[Excerpt provided — start]

Hynes hopes to leverage his perspective dealing with Illinois’ chronic fiscal struggles on pension funding and ongoing structural budgetary pressures, along with more recent positive fiscal momentum, in promoting the firm.

Illinois was a “poster child of financial struggle over a couple decades,” Hynes said. “I will quickly add that we made great strides under the Pritzker administration but to be able to tell that story and walk into a room and having been at the center of financial challenges like Illinois has, again, I think gives credibility and a level of trust and knowledge that hopefully will position Jefferies well.”

Pritzker tapped the former state comptroller to serve on his transition team after his 2018 victory over incumbent Bruce Rauner and then asked him to serve as one of his deputy governors with a focus on fiscal issues.

“Dan Hynes returned to state government and shaped the kind of legacy all who work in public service should aspire to: responsible leadership that parses through the distractions of the present with an enduring commitment to truly change our state’s trajectory for the better,” Pritzker said in a statement this week.

Hynes provided a familiar face to the financial community that benefited Pritzker, a political novice. His hiring offered a steady hand that was viewed as much needed by the market after four years of budget and policy battles between Republican Rauner and the General Assembly’s Democratic majorities had left the state’s rating on the verge of junk status.

Hynes, a lawyer, won three terms as state comptroller beginning in 1998 but did not seek a fourth term. He ran for governor in 2010 but lost the Democratic primary to incumbent Pat Quinn. Before returning to the state after Pritzker’s 2018 election, he held private sector positions at Foster & Foster Actuaries and Consultants, Ariel Investments, and UBS Global Asset Management.

Hynes said his intention was to leave within a two to three years. He left as the state had gained ground with positive rating momentum seen in upgrades from Moody’s Investors Service and S&P Global Ratings. Fitch Ratings shifted the state’s outlook to positive. The state’s primary and secondary spreads in secondary bond markets are also at lows not seen in years.

Infusions of billions in federal coronavirus relief aid helped win the upgrades along with improving tax collections, but so too did the administration’s fiscal management through the COVID-19 pandemic and passage of budgets that held the line on spending. The state’s $141 billion pension tab remains the most burdensome pressure going forward on the state’s ratings.

“I feel proud and very confident that Illinois has not only turned a corner but has shown we have the right leadership in place, a strong fiscal foundation and a plan in place to improve its finances,” Hynes said.

Some market participants worried the state could suffer a cut to junk, first when the administration pitched a reamoritization of the pension funding schedule along with a pension obligation bond. The state dropped that proposal after April 2019 revenues came in stronger than expected.

Again, the market worried as the pandemic accelerated and voters shot down in November 2020 Pritzker’s constitutional amendment to move to a progressive income tax structure. Improving federal aid prospects and rising tax collections soon tamped down those concerns.

Hynes said he never worried and he credits the finance team —budget director Alexis Sturm and capital markets director Paul Chatalas as well as Chatalas’ predecessor Kelly Hutchinson — with being “very, very good about communicating with the rating agencies.”

In planning his next move, Hynes said the financial sector was his first choice although he did talk to private equity, commercial banks, technology and real estate firms.

“It was pretty clear Jefferies was the right fit early on” after discussing the role and interviewing with senior executives, Hynes said. “It’s a highly respected firm, a very globally recognized firm for expertise in investment banking and municipal finance but at the same time even though it’s globally recognized I do think there’s some upside opportunity to give greater familiarity with it in the Midwest and in Chicago.”

Nationally, Jefferies ranked 9th among senior managers last year and 13th this year through August, according to data from Refinitiv. In the Midwest, the firm ranked 6th last year and 13th through August.

[Excerpt provided — finish]
[Data for analysis — start]

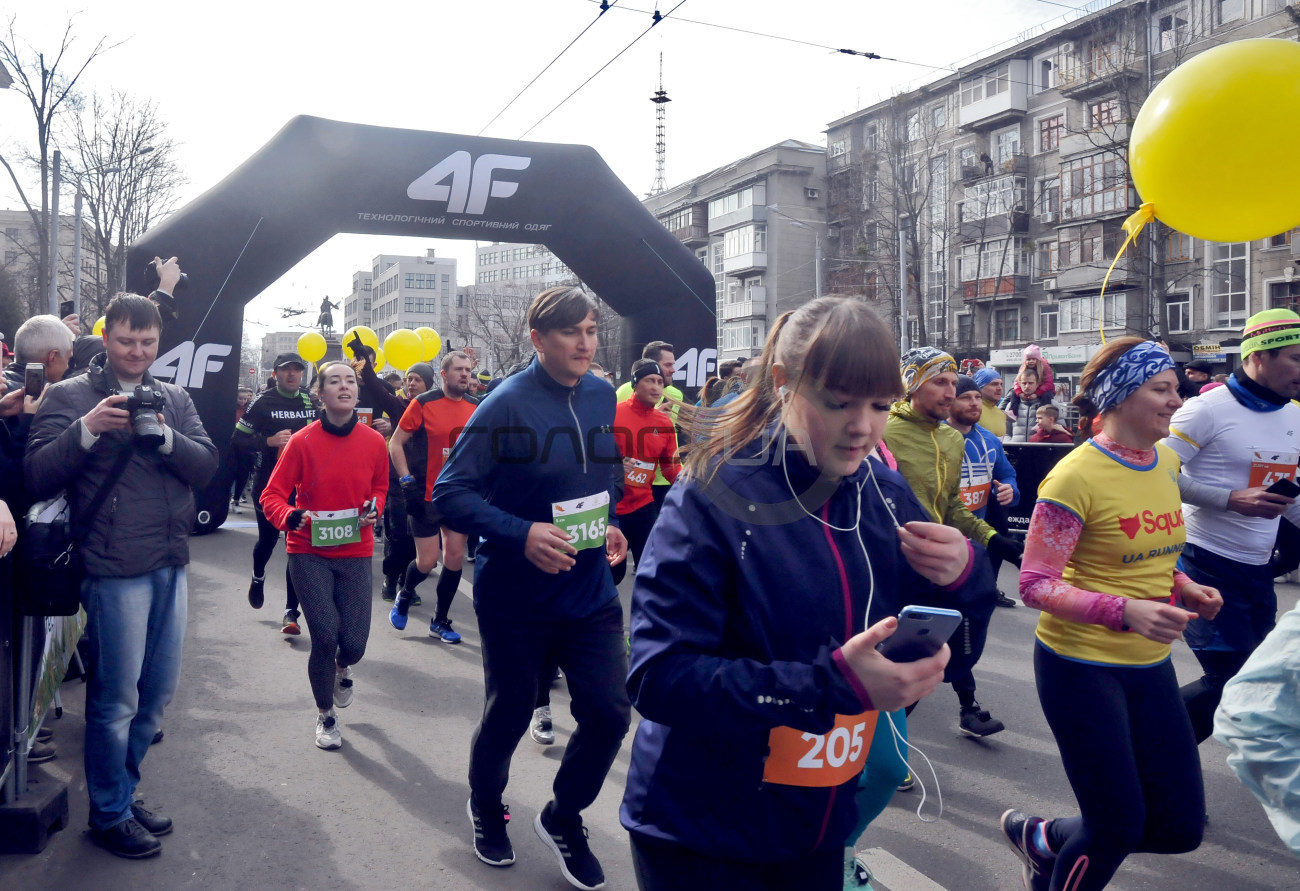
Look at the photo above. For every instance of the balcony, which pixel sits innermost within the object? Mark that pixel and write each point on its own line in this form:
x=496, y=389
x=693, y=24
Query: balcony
x=1082, y=78
x=1105, y=137
x=752, y=213
x=754, y=307
x=1002, y=107
x=742, y=263
x=1002, y=289
x=1087, y=277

[Data for analysis — finish]

- [Task prompt] Summarize the excerpt about Dan Hynes above in two sentences.

- [Solution for this problem] Dan Hynes, a former Illinois comptroller who served as one of Governor Pritzker's deputy governors with a focus on fiscal issues, hopes to use his experience with the state's chronic fiscal struggles and its recent positive momentum to promote Jefferies, which he judged the right fit after also talking to firms in other sectors. He left as Illinois had won rating upgrades from Moody's and S&P and a positive outlook from Fitch, gains helped by federal coronavirus relief aid, improving tax collections, and the administration's fiscal management, though the state's $141 billion pension tab remains the heaviest pressure on its ratings.